Source data:
• • • • •

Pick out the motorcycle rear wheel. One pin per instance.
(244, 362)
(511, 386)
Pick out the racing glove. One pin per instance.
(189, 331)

• • • • •

Copy out all of the data above, line for line, without changing anything.

Complete output:
Pick out the motorcycle rear wheel. One pin per instance.
(244, 362)
(511, 386)
Pick out the racing glove. One pin per instance.
(189, 331)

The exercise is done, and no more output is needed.